Drop the pictures and extract exactly the lines from the one that contains "Each instance of the parked" through the end of the material.

## SOURCE DATA
__________________________________________________

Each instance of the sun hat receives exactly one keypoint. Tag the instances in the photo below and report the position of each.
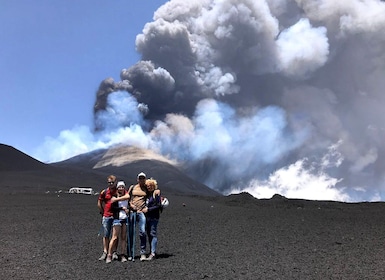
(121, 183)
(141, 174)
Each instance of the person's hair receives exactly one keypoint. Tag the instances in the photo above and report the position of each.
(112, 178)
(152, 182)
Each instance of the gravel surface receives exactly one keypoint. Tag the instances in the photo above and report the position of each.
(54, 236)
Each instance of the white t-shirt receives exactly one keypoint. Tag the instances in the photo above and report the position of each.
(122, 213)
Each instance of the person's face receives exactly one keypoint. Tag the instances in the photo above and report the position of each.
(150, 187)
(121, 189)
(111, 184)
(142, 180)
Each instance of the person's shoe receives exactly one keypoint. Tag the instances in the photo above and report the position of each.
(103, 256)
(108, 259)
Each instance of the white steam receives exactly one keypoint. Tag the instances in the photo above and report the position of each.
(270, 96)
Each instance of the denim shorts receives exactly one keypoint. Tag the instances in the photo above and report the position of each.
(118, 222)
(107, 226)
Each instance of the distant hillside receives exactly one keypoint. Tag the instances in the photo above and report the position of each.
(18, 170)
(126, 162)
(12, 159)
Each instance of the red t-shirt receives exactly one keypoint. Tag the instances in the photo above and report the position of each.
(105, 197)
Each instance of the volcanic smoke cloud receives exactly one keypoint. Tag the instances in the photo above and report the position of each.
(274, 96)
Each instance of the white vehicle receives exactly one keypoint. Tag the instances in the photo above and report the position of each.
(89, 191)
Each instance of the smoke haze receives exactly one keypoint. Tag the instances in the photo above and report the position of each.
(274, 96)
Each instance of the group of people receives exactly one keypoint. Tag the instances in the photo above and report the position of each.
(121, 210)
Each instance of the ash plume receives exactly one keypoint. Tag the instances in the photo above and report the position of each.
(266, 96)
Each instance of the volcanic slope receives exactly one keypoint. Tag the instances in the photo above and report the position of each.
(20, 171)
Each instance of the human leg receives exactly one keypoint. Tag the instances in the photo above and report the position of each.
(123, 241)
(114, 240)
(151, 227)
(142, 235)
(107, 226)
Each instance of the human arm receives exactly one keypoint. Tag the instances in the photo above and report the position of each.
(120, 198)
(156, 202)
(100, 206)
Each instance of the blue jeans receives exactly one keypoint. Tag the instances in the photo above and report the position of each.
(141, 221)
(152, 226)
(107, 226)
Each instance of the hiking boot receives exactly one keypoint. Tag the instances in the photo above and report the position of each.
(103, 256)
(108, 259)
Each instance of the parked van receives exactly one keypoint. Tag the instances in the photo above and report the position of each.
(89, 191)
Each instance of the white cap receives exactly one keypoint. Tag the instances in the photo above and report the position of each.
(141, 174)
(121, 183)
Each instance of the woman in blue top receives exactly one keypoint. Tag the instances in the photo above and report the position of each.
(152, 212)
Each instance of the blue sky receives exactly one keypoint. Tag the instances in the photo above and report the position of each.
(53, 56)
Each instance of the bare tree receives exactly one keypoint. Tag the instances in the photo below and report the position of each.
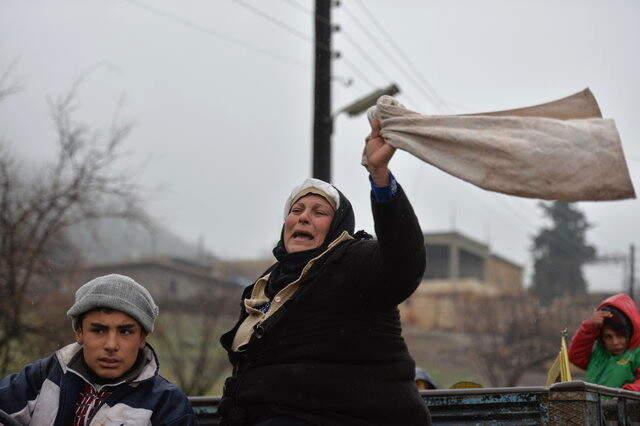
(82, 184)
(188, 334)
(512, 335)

__________________________________________________

## THE SOLUTION
Each instance of the parked van receives exactly one keypoint. Tag the instances in the photo above and report the position of each.
(89, 191)
Each instance of the white cap receives exactly one keypoint. Tag the instances in the photo above and report the position of each.
(141, 174)
(121, 183)
Each instance of the woman in blue top receives exactly one keypoint. Tag the instances in the photo above and report the position of each.
(152, 212)
Each instance of the blue sky receives exactly one keypoint. Tag the instances in the photo above and report the position of each.
(53, 56)
Each instance of the bare tree receives exactly one keypoint. Tag the instances in the photo below and report the position of each.
(82, 184)
(188, 334)
(512, 335)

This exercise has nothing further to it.